Reproduce the rows below verbatim, starting with the line that contains "target: group of people standing" and going on through the line that contains "M0 16L0 168L28", both included. Give only those lines.

● ● ●

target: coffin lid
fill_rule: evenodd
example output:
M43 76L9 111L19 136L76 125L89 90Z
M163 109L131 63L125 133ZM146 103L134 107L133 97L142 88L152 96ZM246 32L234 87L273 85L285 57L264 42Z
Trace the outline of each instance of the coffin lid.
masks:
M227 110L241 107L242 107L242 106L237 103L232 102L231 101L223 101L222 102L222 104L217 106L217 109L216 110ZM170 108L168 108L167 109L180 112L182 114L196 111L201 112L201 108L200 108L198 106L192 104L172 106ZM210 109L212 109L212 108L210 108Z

● ● ●

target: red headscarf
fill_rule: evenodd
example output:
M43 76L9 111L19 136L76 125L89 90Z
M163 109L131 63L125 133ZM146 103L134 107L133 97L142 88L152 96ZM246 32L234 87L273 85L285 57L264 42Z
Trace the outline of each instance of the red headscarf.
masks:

● ● ●

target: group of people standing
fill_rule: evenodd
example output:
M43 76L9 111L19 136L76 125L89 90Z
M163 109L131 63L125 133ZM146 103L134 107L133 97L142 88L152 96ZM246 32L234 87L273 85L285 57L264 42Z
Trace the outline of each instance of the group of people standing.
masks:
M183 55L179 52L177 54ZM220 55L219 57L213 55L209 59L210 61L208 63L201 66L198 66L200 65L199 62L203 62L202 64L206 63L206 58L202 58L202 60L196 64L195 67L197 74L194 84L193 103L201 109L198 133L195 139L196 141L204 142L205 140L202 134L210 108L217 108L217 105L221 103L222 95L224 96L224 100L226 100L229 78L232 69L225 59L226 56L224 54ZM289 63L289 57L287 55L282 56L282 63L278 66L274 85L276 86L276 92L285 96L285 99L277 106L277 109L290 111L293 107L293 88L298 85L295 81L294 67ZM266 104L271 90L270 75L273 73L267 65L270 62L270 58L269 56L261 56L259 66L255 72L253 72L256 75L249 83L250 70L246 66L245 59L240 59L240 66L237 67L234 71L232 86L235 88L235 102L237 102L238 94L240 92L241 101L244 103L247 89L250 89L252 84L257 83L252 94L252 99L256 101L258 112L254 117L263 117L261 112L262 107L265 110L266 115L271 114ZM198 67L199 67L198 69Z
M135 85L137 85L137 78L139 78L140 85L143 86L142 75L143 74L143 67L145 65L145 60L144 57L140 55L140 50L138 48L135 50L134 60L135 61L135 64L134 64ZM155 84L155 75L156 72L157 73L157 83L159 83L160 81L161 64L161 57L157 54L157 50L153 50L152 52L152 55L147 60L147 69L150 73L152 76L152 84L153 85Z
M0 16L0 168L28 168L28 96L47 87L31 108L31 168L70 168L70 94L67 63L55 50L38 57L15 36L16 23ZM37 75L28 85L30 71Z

● ● ●

• **Task result**
target: group of people standing
fill_rule: evenodd
example output:
M43 76L9 111L19 136L76 125L89 90Z
M163 109L131 63L125 133ZM146 103L134 107L133 97L142 88L152 96ZM246 32L234 87L273 85L285 57L264 42Z
Trace the outline of each instance of the group of people standing.
masks:
M183 55L179 52L177 54ZM220 55L219 57L213 55L209 59L210 61L208 63L201 66L198 66L200 65L199 62L203 62L202 64L206 63L206 58L202 58L202 60L196 64L195 67L197 74L194 84L193 103L201 109L198 133L195 139L196 141L204 142L205 140L202 134L210 108L217 108L217 105L221 103L222 95L224 96L224 100L226 100L229 78L232 69L225 59L226 56L224 54ZM289 63L289 57L287 55L282 56L282 63L278 66L274 85L276 86L276 92L285 96L285 99L277 106L277 109L290 111L293 107L293 88L298 85L295 81L294 67ZM266 104L271 90L270 75L273 73L267 65L270 62L270 58L269 56L261 56L259 66L255 72L253 72L256 75L249 83L250 70L246 66L245 59L240 59L240 66L237 67L234 71L232 86L235 88L235 102L237 102L238 94L240 92L241 101L244 103L247 89L250 89L252 84L257 83L252 94L252 99L256 101L258 112L254 117L263 117L261 112L262 107L265 110L266 115L271 114ZM198 67L199 67L198 69Z
M135 85L137 85L137 78L139 78L140 85L143 86L142 75L143 74L143 67L145 65L145 60L144 57L140 55L140 50L138 48L135 50L134 60L135 61L135 64L134 64ZM155 84L155 75L156 72L157 73L157 83L159 83L160 81L161 64L161 57L157 54L157 50L153 50L152 52L152 55L147 60L147 69L150 73L152 76L152 84L153 85Z
M0 16L0 168L28 168L28 96L47 87L31 108L31 168L70 168L70 94L67 63L55 50L38 57L15 36L16 23ZM37 75L28 85L30 71Z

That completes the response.